* Begin *
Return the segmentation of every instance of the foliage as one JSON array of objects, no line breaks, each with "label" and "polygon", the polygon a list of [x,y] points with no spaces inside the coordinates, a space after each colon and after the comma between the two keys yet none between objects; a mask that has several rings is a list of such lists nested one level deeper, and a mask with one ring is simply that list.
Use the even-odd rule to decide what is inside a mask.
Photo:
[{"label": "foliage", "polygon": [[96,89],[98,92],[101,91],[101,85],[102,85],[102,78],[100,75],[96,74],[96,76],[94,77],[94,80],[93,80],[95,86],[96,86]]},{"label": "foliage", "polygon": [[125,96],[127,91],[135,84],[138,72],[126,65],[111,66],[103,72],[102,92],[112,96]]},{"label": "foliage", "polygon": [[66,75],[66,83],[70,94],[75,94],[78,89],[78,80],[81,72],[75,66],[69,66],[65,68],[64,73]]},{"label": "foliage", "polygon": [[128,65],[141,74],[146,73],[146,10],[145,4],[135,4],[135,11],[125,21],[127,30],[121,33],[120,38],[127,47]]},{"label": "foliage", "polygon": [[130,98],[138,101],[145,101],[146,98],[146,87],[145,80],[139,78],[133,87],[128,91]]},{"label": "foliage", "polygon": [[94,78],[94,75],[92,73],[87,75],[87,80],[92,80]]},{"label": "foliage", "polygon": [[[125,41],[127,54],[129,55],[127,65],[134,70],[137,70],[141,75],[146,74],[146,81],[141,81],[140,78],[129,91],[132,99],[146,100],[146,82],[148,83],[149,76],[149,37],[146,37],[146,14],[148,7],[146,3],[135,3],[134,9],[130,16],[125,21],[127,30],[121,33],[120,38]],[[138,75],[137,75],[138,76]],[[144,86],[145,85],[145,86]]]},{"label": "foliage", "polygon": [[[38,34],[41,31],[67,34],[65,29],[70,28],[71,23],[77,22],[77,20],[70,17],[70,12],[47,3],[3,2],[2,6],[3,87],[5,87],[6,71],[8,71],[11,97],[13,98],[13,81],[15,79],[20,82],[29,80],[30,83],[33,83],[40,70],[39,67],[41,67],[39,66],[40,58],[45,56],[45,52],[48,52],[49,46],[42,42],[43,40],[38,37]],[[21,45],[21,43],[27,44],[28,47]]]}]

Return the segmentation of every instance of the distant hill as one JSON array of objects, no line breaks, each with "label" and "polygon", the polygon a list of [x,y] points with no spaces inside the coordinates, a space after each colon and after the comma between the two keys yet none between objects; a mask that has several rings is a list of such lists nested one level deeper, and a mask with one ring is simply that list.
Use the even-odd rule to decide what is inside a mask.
* End *
# [TASK BRIEF]
Recast the entries above as a JSON list of strings, with one string for each line and blank lines left out.

# [RESPONSE TO THE TASK]
[
  "Return the segmentation of every instance of the foliage as one JSON array of objects, no line breaks, each with \"label\" and \"polygon\", the polygon a list of [x,y] points with no spaces inside the coordinates, a space after each colon and after the comma between the two keys yet none between objects; a mask that has several rings is a list of such lists nested one level deeper, and a mask with one ring is simply that list.",
  "Use the even-odd rule to decide what is inside a mask.",
  "Photo:",
  "[{\"label\": \"foliage\", \"polygon\": [[96,89],[98,92],[101,91],[101,85],[102,85],[102,78],[100,75],[96,74],[96,76],[94,77],[94,80],[93,80],[95,86],[96,86]]},{\"label\": \"foliage\", \"polygon\": [[125,96],[127,91],[135,84],[138,72],[126,65],[111,66],[103,72],[102,92],[112,96]]},{\"label\": \"foliage\", \"polygon\": [[66,75],[66,83],[70,94],[75,94],[78,89],[78,80],[81,72],[75,66],[69,66],[65,68],[64,73]]},{\"label\": \"foliage\", \"polygon\": [[128,65],[141,74],[146,73],[146,10],[145,4],[135,4],[135,11],[125,21],[127,30],[121,33],[120,38],[127,47]]},{\"label\": \"foliage\", \"polygon\": [[130,98],[138,101],[145,101],[146,98],[146,87],[145,80],[139,78],[133,87],[128,91]]},{\"label\": \"foliage\", \"polygon\": [[94,78],[94,75],[92,73],[87,75],[87,80],[92,80]]},{\"label\": \"foliage\", \"polygon\": [[[125,41],[127,54],[129,55],[127,65],[134,70],[137,70],[141,75],[146,74],[146,81],[141,81],[140,78],[129,91],[132,99],[146,100],[146,82],[148,83],[149,76],[149,37],[146,37],[146,14],[148,7],[146,3],[135,3],[134,9],[130,16],[125,21],[127,30],[121,33],[120,38]],[[138,75],[137,75],[138,76]],[[144,86],[145,85],[145,86]]]},{\"label\": \"foliage\", \"polygon\": [[[38,34],[41,31],[67,34],[65,29],[70,28],[71,23],[77,22],[77,20],[70,17],[70,12],[47,3],[3,2],[2,6],[3,87],[5,87],[6,71],[8,71],[11,97],[13,98],[13,81],[15,79],[20,82],[29,80],[30,83],[33,83],[40,70],[39,67],[41,67],[39,66],[40,58],[45,56],[45,52],[48,52],[49,46],[42,42],[43,40],[38,37]],[[21,45],[21,43],[27,44],[28,47]]]}]",
  "Return the segmentation of every instance of the distant hill as one JSON array of objects, no line breaks, each with \"label\" and \"polygon\", the polygon a list of [x,y] points with no spaces inside the coordinates, a space after each colon and after the comma between the two keys yet none between objects; a mask that has several rings is a list of such lists nested one level deeper, and a mask with one ring is simply that list.",
  "Use the even-odd rule to decide what is inside a mask."
]